* **DOKUMENT**
####################

„Legal Killing“und Menschlichkeit
Das Thema ist in der Öffentlichkeit noch kaum bekannt, die Literatur darüber entsprechend bescheiden. Umso wichtiger ist der ebenso breite wie tiefe Einblick in den digitalisierten Krieg, den Markus Reisner in Robotic Wars bietet. Der Jurist, Historiker und Oberstleutnant des Bundesheeres gliederte sein Buch in drei Teile: eine Situationsbeschreibung dessen, was derzeit bereits in Konfliktzonen zu beobachten ist (Drone-Killing); die rechtlichen Rahmenbedingungen, in denen bzw. außerhalb derer sich diese Aktionen abspielen (Legal Killing); und in die ethischen Fragen, die diese automatisierte, maschinelle Kriegsführung aufwirft (Just Killing).
Reisner schreibt, dass nicht nur die USA, Frankreich, Italien oder Israel über umfangreiche Drohnenprogramme verfügen, sondern etwa auch der Iran oder Pakistan unbemannte, ferngesteuerte Flugkörper unter anderem zu gezielten Tötungen einsetzen. Selbst Milizen wie der „Islamische Staat“operierten inzwischen mit Kleindrohnen. Das Phänomen ist also bereits weit über eine Testphase hinausgewachsen.

####################

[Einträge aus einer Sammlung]
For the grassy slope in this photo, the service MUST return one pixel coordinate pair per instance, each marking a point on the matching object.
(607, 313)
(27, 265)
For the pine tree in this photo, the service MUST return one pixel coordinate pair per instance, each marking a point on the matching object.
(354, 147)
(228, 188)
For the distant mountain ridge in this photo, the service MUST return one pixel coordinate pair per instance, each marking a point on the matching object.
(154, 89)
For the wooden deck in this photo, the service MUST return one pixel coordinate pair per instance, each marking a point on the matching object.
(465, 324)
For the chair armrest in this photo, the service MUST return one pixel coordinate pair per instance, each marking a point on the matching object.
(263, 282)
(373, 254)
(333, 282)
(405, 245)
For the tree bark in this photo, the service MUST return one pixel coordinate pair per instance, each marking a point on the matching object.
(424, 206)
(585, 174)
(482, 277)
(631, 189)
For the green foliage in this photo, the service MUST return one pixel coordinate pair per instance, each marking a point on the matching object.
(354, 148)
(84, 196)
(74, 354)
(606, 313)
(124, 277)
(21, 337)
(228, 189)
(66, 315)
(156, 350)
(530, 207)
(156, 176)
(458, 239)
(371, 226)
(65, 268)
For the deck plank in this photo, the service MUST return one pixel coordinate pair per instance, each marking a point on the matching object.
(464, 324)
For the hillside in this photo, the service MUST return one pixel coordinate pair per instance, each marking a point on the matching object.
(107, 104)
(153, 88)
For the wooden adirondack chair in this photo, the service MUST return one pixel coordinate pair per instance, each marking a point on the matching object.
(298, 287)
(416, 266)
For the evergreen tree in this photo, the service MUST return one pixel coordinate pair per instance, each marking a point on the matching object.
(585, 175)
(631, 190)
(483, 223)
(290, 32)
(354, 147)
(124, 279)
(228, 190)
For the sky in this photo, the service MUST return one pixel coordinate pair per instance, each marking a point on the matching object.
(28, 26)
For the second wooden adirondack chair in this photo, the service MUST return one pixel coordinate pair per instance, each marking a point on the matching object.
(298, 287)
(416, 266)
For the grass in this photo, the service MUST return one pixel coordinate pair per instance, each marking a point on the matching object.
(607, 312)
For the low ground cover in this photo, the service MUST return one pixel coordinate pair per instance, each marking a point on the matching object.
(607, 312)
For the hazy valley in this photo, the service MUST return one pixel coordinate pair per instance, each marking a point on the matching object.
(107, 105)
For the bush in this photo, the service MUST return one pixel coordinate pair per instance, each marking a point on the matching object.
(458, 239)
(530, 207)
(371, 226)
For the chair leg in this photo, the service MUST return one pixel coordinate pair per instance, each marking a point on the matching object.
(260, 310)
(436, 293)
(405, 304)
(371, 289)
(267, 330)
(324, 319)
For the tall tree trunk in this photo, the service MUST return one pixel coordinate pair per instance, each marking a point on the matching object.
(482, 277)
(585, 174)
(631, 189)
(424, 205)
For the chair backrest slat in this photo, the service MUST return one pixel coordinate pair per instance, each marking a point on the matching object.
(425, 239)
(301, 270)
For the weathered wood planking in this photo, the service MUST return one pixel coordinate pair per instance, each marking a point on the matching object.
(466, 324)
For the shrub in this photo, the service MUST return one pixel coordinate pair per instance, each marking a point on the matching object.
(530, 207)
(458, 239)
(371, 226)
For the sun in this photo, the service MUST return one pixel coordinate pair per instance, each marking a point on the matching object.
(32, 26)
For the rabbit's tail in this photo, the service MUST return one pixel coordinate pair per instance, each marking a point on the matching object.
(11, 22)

####################

* **AUFGABENBESCHREIBUNG**
Nimm die Besprechung zum Drohnenkrieg nach ihrem letzten Satz wieder auf und schreibe sie weiter.

* **ERGEBNIS**
Im rechtlichen Bereich stellt sich für Reisner die Frage, ob die Grundsätze des humanitären Völkerrechts beachtet werden. Ob etwa Angriffe nicht unterschiedslos und unverhältnismäßig geführt werden, gleichzeitig das Gebot der Menschlichkeit eingehalten wird. Er beschreibt auch die schwierigen laufenden Bemühungen der Vereinten Nationen, einen Konsens für die Regulierung dieser Waffentechnologien zu finden – womöglich sogar mit einem Regime, das deren Proliferation regulieren könnte.
Ausführlich widmet sich Reisner auch dem ethischen Aspekt, der sich in einer Grundfrage zusammenfassen lässt: Darf künstliche Intelligenz über Leben und Tod entscheiden? Die Antwort scheint evident: Nein. Der Punkt allerdings ist: Wie lässt sich das sicherstellen in einer völlig durchtechnisierten Welt, in der alles Machbare meistens auch gemacht wird?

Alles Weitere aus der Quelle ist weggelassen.